[Start Data excerpts]

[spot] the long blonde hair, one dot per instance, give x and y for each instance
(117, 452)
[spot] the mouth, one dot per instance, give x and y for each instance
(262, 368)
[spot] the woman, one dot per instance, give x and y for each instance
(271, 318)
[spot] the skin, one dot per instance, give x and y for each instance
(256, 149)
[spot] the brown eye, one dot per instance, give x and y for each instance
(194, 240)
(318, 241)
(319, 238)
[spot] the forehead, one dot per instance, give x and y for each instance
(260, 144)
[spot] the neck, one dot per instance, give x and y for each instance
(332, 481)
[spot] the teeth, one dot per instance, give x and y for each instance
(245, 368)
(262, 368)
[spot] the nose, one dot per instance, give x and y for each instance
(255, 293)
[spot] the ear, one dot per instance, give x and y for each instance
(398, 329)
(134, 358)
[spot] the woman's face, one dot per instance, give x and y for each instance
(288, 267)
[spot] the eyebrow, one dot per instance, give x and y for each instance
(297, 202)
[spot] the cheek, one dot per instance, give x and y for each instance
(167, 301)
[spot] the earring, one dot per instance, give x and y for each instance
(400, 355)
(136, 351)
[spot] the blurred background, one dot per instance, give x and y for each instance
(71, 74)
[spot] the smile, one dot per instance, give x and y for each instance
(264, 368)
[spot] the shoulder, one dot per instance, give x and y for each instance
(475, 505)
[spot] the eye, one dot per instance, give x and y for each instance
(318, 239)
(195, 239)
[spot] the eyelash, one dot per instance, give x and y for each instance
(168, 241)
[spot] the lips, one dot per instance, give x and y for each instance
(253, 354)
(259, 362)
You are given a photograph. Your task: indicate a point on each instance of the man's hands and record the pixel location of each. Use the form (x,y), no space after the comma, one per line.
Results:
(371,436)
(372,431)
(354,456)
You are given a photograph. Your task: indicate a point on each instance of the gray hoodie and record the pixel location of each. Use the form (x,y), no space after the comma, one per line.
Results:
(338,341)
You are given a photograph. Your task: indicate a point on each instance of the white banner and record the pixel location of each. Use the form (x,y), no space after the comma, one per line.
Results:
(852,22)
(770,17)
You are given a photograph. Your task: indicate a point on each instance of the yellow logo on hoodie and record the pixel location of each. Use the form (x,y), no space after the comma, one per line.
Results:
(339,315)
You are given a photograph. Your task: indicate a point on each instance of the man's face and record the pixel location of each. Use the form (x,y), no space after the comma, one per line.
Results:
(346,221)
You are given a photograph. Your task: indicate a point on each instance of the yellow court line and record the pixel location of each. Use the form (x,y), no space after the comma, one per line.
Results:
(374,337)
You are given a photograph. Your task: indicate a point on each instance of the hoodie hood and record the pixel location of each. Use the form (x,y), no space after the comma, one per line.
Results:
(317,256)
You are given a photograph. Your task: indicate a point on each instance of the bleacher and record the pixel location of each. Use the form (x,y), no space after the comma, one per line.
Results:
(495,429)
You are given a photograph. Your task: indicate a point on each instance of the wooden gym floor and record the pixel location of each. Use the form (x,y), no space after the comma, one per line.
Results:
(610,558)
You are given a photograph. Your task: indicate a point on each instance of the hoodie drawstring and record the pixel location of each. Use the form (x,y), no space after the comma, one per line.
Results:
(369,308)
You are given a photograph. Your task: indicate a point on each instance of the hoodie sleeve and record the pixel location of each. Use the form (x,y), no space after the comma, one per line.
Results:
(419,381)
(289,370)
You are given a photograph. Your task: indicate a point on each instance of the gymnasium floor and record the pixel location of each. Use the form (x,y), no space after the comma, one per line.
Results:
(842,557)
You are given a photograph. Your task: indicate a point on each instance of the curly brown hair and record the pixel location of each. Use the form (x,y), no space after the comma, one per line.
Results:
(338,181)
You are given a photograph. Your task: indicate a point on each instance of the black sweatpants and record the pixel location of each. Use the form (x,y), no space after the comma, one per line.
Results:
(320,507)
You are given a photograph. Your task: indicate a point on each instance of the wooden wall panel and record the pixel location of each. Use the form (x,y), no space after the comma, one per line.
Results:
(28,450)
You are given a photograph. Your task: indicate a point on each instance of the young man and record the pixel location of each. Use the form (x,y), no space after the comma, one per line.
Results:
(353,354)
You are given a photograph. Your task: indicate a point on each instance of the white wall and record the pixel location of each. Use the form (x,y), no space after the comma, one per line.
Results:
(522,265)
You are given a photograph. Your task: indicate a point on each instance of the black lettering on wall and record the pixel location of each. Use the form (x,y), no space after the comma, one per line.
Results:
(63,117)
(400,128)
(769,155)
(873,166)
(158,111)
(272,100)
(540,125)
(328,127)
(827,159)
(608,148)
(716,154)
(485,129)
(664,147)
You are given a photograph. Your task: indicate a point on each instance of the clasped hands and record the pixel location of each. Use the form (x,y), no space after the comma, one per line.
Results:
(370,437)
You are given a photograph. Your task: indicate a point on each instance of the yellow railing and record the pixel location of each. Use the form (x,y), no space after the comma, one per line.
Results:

[End Data excerpts]

### Problem details
Reproduce all of the records above, line for line, without changing anything.

### Answer
[spot] the long blonde hair, one dot per instance, give x and y for each instance
(117, 452)
[spot] the mouth, one dot per instance, give x and y for each instance
(262, 368)
[spot] the woman, one dot per instance, give x and y for each instance
(271, 318)
[spot] the skin, one dot per instance, give x and y for each instance
(256, 149)
[spot] the brown eye, one dot per instance, give x and y for each instance
(194, 240)
(318, 241)
(319, 238)
[spot] the forehead, one dot per instance, give x and y for each instance
(260, 144)
[spot] the neck, one dot per instance, give x and y for each instance
(332, 481)
[spot] the teeth, one dot per instance, give x and y for each instance
(245, 368)
(262, 368)
[spot] the nose, one dot per instance, give x and y for each instance
(255, 293)
[spot] the ear, one dot per instance, give x and y for each instance
(398, 329)
(134, 358)
[spot] the woman's face, one dot per instance, give x and y for each instance
(288, 267)
[spot] the eyebrow, one dot per instance, give x and y for each instance
(297, 202)
[spot] the cheek, one dot per instance, give x and y for each instance
(167, 301)
[spot] the earring, one dot per instance, give x and y for each instance
(400, 355)
(136, 351)
[spot] the blurred background, one dot per instance, give x and y for each instance
(71, 74)
[spot] the smile, one dot per instance, give x and y for each instance
(264, 368)
[spot] the shoulder, one dot per instance, give x and y for each instance
(475, 505)
[spot] the eye, one dot per instance, give x and y for each instance
(318, 239)
(195, 239)
[spot] the eyelash, one dot per instance, give x and y for each instance
(168, 241)
[spot] the lips, one dot per instance, give x and y for each instance
(253, 354)
(259, 362)
You are given a photograph. Your task: indicate a point on each instance of the man's hands and record the pixel location of each. Use the form (x,y), no space after the comma, one per line.
Results:
(371,436)
(372,431)
(354,456)
You are given a photograph. Your task: indicate a point on each instance of the gray hoodie and record the pixel location of each. Use the form (x,y), no space after the comma, one per line.
Results:
(338,341)
You are given a photograph. Your task: indicate a point on each instance of the white banner and record the pixel location of each. Use the form (x,y), no space after the comma, one per line.
Results:
(852,22)
(770,17)
You are given a photograph. Your task: indicate a point on each instance of the yellow logo on hoodie and record the pixel location of each. Use the form (x,y), no space after the comma, one per line.
Results:
(339,315)
You are given a photograph. Your task: indicate a point on each instance of the man's face and record the pixel location of each. Use the form (x,y), no space after the comma, one per line.
Results:
(346,221)
You are given a photograph. Your task: indicate a point on each instance of the yellow court line and record the pixel location of each. Use the form (x,y), no space after the comma, one per line.
Results:
(374,337)
You are given a photograph. Your task: indicate a point on each instance of the hoodie hood and record the pixel location of each. Use the form (x,y), no space after the comma, one per line.
Results:
(317,256)
You are given a photograph. Your task: indicate a point on each instance of the bleacher and record the pixel location of each. Use the form (x,y), no space after the comma, one per line.
Results:
(495,429)
You are given a photograph. Your task: indicate a point on each instance of the wooden gym floor and record the pixel location of each. Use the form (x,y), no space after the comma, one per line.
Results:
(610,558)
You are given a photograph. Your task: indicate a point on each instance of the hoodie drawstring and record the pixel location of each. Use the form (x,y), no space after the comma, one per line.
Results:
(369,308)
You are given a photograph. Your task: indicate a point on each instance of the hoodie sleeve and record the pixel location of each. Use the form (x,y), no space after the comma, one per line.
Results:
(419,381)
(289,370)
You are given a photograph. Your task: indicate a point on each instance of the gymnasium floor and record the pixel location of each. Use the form (x,y), no space after the comma, one per line.
Results:
(842,557)
You are given a photograph. Your task: indicate a point on each instance of the curly brown hair and record the pixel location of each. Use the form (x,y), no space after the comma, one per line.
Results:
(338,181)
You are given a photograph. Your task: indicate a point on each instance of the black sweatpants and record the pixel location of each. Use the form (x,y), no space after the comma, one per line.
Results:
(320,507)
You are given a photograph. Your task: indicate a point on each instance of the wooden wall panel and record the pixel location of each. Use the form (x,y), no space after the comma, one per line.
Results:
(28,450)
You are given a photograph. Your task: indicate a point on each instance of the young man and record the pixel location of each. Use the form (x,y), no space after the comma, one per line.
Results:
(353,354)
You are given a photograph. Your task: indicate a point on each instance of the white wall and record the pixel location of each. Use the form (x,y), no space after the comma, one per line.
Results:
(522,265)
You are given a photograph. Your task: indicate a point on each instance of the black lettering on wall and record the pixel location of each. Use the form (x,y), no space after the comma, one per line.
Results:
(63,117)
(400,128)
(769,155)
(873,166)
(158,111)
(272,100)
(540,125)
(328,127)
(827,159)
(608,148)
(716,154)
(485,129)
(664,147)
You are given a photograph. Your task: indicate a point on each instance of the clasped hands and record the pixel location of each. Use the form (x,y), no space after the comma, one per line.
Results:
(370,437)
You are given a photograph. Your task: indicate a point on each instance of the yellow railing and record the pixel location of each. Use the form (x,y), no space after the comma, one per line.
Results:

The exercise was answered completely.